- _PROVIDED PASSAGE_
=======

Yessons from Yellowstone…

1)  If you drive around, they will come.  We saw all of these just off the road (except the two bears fighting over food.  That was at the Grizzly and Wolf Discovery Center in West Yellowstone–an awesome not-for-profit wildlife and educational center that provides homes for bears and wolves unable to be in the wild–most having become accustomed to human food.  See full review HERE).

2)  NOT having cell service is a good thing.

3)  Every gift store is different.

4)  You can really appreciate the beauty of God’s world in Nature.

5)  Cameras these days are so much better than those of old.  Judge for yourself from the images below:

Explanation on photos for those curious:

The first one is actually in Thermopolis, WY, where there are thermal hot springs as well just like in Yellowstone (part of the same underground geothermal area).  I couldn’t resist the cloud formations.  Beautiful!

My daughter actually took the photo of the Mastiff Geyser sign.  She couldn’t resist since we own two English Mastiffs.  It was an ode to them!

The geyser is Old Faithful.

=======

[Data items]

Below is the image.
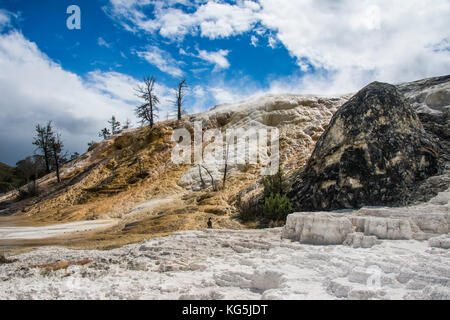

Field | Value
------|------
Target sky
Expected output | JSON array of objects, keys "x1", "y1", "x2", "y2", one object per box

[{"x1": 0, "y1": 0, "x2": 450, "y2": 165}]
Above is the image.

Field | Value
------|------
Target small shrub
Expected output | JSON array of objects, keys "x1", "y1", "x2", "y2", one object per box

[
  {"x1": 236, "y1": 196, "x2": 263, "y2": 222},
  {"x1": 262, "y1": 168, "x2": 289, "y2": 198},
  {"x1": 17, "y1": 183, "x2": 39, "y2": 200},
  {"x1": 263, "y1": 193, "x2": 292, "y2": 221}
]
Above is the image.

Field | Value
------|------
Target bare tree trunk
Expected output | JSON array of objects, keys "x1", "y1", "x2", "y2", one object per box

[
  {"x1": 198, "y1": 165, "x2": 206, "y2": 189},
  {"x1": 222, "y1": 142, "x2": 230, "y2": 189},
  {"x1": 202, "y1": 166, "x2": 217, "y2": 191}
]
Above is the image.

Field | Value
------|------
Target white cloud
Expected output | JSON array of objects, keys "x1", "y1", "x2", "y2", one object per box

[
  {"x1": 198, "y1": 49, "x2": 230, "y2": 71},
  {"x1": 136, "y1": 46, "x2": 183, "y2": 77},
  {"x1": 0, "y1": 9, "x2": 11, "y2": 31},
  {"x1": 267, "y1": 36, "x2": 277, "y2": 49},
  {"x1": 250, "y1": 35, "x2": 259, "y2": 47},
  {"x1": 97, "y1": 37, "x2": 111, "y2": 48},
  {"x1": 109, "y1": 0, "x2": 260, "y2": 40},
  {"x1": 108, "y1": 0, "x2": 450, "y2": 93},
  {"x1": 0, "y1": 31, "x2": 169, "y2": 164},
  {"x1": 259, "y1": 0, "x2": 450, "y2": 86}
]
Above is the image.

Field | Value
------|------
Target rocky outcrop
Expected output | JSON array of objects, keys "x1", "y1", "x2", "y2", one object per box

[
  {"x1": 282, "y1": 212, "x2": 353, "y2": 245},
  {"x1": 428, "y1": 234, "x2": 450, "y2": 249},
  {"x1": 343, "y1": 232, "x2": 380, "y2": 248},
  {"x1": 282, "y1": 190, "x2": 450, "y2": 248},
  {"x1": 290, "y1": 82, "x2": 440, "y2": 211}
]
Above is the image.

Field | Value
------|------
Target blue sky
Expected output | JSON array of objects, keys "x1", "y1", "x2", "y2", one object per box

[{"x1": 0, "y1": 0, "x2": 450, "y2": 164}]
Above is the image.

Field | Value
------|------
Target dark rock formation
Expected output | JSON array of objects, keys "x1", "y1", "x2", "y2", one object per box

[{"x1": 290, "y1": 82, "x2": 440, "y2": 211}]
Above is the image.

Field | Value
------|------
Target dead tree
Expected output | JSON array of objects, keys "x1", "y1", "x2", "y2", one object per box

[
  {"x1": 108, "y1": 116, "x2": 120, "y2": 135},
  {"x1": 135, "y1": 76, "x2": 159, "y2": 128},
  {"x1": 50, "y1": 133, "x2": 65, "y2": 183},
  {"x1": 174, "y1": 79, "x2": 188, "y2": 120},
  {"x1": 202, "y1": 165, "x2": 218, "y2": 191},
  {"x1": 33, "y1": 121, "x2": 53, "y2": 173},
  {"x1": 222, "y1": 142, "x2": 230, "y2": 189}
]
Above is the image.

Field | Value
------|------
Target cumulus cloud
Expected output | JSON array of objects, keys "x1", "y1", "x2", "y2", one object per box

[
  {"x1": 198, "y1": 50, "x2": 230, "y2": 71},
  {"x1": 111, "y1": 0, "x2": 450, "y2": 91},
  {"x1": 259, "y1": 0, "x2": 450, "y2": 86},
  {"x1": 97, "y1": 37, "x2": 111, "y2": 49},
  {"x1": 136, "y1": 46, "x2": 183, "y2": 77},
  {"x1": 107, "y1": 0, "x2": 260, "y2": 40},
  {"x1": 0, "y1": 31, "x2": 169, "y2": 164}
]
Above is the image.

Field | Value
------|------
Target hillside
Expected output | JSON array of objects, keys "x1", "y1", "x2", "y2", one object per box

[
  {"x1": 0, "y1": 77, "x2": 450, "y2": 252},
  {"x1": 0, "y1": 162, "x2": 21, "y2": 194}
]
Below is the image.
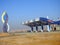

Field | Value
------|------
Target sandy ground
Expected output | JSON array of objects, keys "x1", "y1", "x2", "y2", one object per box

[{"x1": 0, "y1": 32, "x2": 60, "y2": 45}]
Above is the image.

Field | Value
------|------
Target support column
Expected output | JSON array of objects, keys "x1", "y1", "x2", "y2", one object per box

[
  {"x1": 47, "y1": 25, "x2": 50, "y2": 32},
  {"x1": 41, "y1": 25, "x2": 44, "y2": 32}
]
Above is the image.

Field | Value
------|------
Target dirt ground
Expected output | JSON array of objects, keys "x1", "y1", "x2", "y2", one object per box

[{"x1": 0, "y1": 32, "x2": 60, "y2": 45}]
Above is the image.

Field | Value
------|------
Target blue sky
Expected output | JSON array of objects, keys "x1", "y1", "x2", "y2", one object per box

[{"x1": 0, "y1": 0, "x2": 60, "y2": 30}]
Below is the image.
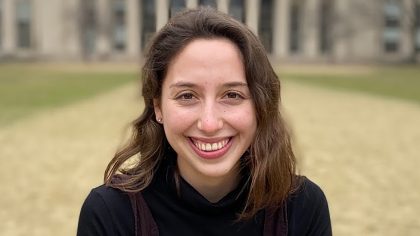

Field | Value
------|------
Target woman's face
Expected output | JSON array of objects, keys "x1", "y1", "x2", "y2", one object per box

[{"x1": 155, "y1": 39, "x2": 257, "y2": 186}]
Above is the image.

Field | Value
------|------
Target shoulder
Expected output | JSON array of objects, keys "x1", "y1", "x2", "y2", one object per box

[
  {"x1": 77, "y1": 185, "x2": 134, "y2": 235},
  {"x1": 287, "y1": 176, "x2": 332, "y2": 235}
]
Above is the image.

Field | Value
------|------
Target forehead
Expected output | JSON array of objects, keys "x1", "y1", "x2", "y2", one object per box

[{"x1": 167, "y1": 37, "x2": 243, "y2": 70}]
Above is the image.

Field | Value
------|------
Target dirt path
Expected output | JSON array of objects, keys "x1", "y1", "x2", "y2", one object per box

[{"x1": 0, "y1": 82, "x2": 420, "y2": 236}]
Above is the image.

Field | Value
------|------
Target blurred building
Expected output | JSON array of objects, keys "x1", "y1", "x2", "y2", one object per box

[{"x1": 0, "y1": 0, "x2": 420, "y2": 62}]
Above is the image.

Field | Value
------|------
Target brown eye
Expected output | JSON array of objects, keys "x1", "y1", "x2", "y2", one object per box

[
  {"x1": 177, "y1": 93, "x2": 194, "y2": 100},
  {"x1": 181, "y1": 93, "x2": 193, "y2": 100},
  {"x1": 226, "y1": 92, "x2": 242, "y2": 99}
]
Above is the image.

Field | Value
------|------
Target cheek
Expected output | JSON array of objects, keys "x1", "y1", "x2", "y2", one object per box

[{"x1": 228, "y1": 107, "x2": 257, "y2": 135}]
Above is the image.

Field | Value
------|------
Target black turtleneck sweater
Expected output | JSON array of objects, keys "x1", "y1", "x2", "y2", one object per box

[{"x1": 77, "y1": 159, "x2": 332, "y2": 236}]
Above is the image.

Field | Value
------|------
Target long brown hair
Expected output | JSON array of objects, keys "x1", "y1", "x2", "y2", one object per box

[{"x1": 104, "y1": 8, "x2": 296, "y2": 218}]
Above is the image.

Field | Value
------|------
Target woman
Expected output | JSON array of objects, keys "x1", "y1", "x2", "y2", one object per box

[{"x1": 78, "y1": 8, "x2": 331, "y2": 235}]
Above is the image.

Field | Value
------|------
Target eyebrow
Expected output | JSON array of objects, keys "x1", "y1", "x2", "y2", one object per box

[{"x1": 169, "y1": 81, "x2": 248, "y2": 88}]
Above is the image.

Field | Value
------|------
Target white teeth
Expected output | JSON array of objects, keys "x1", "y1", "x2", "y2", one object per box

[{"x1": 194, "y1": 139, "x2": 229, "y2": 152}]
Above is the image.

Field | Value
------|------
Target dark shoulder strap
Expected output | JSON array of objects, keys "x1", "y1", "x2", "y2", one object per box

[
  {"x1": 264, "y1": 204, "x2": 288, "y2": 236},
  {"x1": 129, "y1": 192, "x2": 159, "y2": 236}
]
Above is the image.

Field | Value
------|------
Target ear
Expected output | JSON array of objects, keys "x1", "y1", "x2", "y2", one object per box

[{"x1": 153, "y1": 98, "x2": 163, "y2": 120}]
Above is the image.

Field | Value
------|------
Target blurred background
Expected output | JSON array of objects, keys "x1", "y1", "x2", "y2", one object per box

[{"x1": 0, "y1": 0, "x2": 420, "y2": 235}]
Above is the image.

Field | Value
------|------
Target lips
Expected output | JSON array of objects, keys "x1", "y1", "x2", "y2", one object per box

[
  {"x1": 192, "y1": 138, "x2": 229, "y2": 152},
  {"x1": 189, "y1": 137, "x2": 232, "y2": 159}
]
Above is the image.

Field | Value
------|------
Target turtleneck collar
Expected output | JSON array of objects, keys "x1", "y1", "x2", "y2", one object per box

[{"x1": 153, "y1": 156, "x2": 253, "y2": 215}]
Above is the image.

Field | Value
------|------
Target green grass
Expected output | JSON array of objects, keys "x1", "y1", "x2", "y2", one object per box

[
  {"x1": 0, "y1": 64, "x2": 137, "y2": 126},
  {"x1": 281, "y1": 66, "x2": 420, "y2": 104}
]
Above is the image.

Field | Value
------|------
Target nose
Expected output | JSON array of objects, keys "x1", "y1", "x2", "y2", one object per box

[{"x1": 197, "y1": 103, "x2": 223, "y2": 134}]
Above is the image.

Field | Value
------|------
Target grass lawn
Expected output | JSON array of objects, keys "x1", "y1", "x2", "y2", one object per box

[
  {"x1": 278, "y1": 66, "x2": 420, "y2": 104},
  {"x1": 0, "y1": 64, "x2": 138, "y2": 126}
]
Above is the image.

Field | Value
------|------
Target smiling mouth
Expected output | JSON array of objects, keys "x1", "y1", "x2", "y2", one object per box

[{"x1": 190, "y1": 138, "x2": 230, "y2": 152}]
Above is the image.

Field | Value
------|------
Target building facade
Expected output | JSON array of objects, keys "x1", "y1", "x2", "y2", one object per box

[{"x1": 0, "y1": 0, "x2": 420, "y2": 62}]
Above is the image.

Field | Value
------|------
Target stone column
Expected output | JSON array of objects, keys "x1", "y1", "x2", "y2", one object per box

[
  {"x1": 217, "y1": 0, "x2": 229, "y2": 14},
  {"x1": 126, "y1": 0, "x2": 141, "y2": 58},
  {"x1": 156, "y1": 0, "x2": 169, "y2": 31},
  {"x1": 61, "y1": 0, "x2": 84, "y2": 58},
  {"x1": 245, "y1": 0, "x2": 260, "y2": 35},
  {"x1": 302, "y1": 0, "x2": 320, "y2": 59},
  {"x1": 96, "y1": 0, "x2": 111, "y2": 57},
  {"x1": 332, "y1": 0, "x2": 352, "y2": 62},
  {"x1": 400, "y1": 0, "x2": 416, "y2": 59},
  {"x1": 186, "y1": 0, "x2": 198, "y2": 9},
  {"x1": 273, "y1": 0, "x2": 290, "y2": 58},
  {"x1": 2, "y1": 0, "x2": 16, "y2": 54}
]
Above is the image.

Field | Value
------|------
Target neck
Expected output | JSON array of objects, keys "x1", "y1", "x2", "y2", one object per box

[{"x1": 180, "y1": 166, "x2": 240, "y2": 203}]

=======

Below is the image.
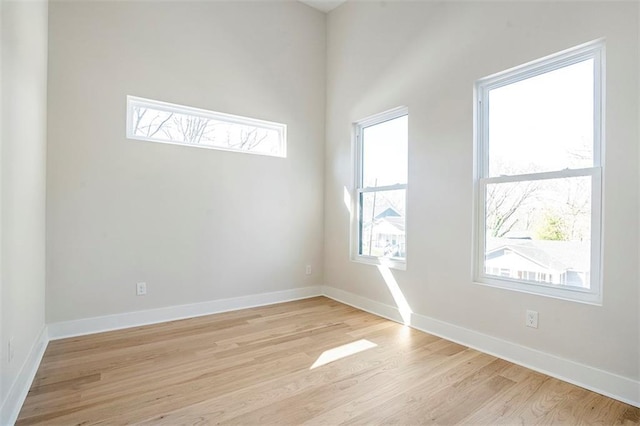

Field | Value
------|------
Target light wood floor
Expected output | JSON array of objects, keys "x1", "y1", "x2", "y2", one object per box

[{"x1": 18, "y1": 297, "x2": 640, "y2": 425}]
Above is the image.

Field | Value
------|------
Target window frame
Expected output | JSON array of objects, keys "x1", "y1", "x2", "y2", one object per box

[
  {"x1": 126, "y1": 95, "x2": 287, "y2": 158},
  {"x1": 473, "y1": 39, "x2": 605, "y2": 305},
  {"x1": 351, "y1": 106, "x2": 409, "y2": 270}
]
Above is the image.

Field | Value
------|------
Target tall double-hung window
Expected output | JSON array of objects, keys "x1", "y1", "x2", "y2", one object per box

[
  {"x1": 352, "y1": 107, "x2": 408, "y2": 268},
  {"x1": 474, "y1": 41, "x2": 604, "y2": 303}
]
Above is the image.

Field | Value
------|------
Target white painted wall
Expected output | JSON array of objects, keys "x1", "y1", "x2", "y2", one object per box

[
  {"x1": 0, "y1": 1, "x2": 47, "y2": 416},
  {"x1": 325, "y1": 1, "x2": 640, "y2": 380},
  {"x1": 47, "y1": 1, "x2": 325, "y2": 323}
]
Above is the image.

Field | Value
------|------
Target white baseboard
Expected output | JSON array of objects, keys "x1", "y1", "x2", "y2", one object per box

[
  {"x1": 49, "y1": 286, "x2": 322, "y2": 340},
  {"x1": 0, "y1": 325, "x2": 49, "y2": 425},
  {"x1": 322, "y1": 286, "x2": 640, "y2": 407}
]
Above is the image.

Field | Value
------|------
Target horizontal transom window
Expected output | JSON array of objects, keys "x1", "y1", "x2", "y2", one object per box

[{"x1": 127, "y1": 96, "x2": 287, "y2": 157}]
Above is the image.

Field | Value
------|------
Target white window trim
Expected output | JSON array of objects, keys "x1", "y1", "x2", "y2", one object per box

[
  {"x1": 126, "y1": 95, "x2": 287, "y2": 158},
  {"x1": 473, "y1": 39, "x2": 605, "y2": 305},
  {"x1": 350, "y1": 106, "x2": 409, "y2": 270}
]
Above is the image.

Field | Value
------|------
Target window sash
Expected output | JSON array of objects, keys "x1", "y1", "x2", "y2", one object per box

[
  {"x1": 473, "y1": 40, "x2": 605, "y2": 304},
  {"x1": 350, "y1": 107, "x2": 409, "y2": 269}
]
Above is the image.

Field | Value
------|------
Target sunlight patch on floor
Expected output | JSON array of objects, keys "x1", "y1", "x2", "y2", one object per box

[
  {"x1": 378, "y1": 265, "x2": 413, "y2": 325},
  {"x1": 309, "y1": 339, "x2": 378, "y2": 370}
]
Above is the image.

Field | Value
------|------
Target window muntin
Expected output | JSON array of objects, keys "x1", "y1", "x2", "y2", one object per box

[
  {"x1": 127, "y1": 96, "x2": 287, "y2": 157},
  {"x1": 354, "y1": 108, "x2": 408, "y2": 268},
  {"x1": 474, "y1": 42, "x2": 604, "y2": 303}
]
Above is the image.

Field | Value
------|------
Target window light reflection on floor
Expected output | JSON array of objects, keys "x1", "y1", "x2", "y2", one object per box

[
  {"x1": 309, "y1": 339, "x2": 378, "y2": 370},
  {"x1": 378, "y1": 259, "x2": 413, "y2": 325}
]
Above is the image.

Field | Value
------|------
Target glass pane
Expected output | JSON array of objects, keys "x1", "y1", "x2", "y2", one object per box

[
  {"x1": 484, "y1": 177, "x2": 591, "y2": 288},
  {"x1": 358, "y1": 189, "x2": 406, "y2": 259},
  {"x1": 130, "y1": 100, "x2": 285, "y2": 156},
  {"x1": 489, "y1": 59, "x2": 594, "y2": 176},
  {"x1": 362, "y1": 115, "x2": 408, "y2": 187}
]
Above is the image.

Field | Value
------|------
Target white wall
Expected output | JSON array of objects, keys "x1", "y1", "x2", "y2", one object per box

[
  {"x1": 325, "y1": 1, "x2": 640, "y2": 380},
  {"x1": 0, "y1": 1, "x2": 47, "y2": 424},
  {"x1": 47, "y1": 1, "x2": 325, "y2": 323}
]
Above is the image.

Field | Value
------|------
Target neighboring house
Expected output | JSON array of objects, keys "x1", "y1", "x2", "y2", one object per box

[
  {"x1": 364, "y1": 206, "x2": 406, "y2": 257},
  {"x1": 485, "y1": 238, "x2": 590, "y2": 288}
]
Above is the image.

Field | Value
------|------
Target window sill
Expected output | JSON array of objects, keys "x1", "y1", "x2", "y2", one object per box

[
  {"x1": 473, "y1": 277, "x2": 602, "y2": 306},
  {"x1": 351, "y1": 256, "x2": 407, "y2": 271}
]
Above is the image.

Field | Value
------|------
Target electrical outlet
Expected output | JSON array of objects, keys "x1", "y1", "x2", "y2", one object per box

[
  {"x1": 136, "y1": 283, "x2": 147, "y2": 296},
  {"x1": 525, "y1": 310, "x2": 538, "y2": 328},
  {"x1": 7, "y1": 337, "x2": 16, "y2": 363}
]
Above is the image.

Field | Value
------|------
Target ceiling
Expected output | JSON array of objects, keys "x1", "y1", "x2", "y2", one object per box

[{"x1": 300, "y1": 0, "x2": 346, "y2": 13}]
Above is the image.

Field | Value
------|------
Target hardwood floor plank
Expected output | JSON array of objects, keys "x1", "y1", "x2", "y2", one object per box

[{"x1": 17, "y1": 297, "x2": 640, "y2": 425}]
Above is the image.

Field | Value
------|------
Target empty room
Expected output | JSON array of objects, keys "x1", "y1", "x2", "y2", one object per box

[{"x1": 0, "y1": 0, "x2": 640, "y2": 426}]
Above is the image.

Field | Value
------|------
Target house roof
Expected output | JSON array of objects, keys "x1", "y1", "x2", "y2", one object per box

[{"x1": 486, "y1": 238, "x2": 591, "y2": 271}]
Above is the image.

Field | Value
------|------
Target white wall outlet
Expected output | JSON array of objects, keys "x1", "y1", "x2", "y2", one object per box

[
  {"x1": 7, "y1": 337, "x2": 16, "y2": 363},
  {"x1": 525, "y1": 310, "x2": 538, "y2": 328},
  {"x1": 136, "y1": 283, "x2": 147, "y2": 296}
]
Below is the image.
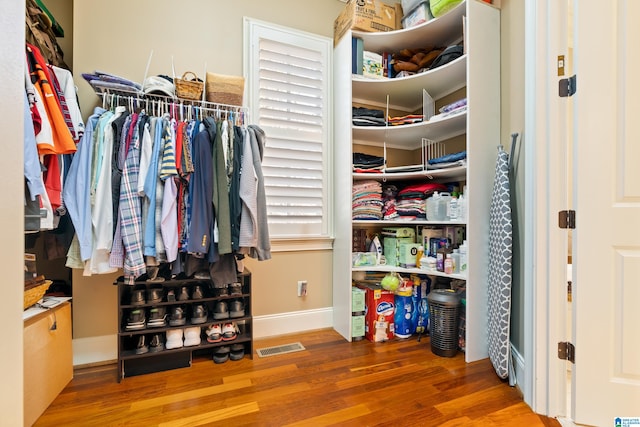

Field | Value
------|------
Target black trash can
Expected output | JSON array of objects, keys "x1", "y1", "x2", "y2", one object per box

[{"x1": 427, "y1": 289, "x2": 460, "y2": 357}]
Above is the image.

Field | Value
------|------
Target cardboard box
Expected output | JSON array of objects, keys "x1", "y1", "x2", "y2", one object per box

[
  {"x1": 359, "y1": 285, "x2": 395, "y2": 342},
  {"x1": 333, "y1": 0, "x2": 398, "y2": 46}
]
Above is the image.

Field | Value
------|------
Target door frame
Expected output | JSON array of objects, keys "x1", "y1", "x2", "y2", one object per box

=======

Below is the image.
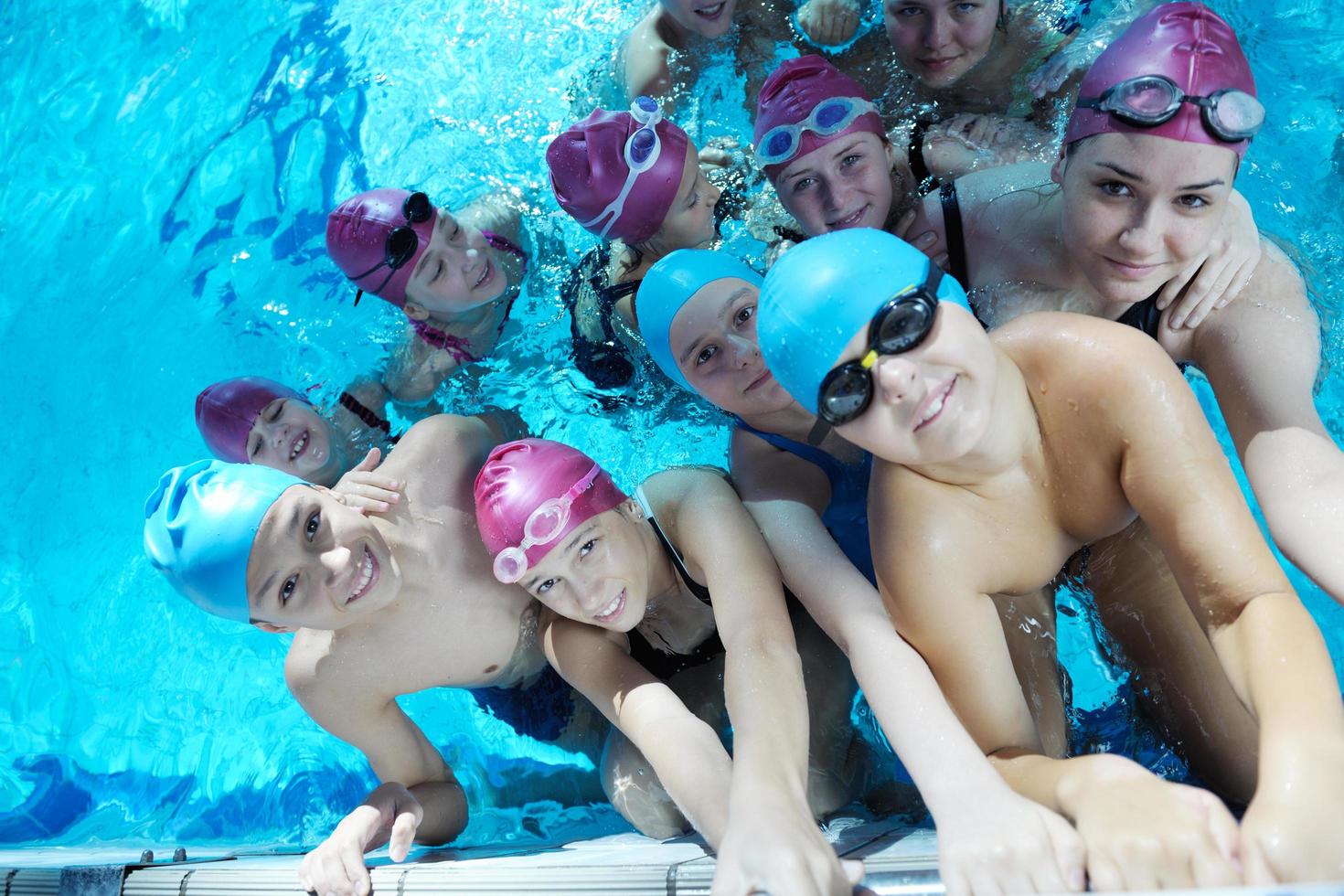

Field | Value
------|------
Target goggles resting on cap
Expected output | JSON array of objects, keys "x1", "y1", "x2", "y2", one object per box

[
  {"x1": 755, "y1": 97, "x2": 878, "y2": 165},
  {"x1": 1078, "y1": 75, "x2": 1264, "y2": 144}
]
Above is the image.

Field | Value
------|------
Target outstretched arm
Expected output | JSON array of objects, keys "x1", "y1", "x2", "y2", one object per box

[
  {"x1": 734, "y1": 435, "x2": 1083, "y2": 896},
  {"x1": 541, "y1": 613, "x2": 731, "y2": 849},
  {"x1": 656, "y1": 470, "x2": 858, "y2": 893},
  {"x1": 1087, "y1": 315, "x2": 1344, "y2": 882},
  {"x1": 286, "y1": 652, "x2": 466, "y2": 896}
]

=======

- _DIRECTIONS_
**A)** Could you copy the Yellowstone post word for word, from "4)  You can" up to and including "cloud formations.  Beautiful!"?
**B)** Can you extend the Yellowstone post, picking up from its last sentence?
The rows have no connection to the Yellowstone post.

- _ANSWERS PROVIDED_
**A)**
4)  You can really appreciate the beauty of God’s world in Nature.

5)  Cameras these days are so much better than those of old.  Judge for yourself from the images below:

Explanation on photos for those curious:

The first one is actually in Thermopolis, WY, where there are thermal hot springs as well just like in Yellowstone (part of the same underground geothermal area).  I couldn’t resist the cloud formations.  Beautiful!

**B)**
I can’t say enough about the Wolf and Grizzly Discovery Center.  Please see my full review HERE.  If you are looking for a wonderful animal center to support, look no further.

The buffalo (proper name is bison) have the right of way in Yellowstone.  This guy walked right by us on the road.

The deer are black-tailed deer–quite rare in Wyoming.

This white wolf was a loner and we saw him two days in a row.  The buffalo nearby completely ignored him, not threatened in the least by a single wolf.  I kept wondering what his story was…

I’m assuming the two black bears were a pair of recently-weaned young (a year or so old) but we didn’t stick around long enough to find out.  We were extremely close.  When you’re in Yellowstone, you know there’s a bear or a moose or something rare by the number of cars alongside the road.  We stopped here because of just such a scene.  We crested a hill and right in front of us was this pair!  We snapped a couple of photos and got out of there!  Everyone else seemed to be hanging out but I’m not one to be a bear snack!

Outside of Old Faithful, the other geyser pictures posted are from Norris Geyser Basin.  We stopped at others but I liked these the best.

Like all the other animals we saw, the moose was standing in a river right by the road after you entered the park from the West Yellowstone entrance.  Eating contentedly despite the crowds.

The camera I used was a simple Sony 12.1 Mega Pixel Cyber-Shot.

Grizzly and Wolf Discovery Center

I can’t say enough about this place.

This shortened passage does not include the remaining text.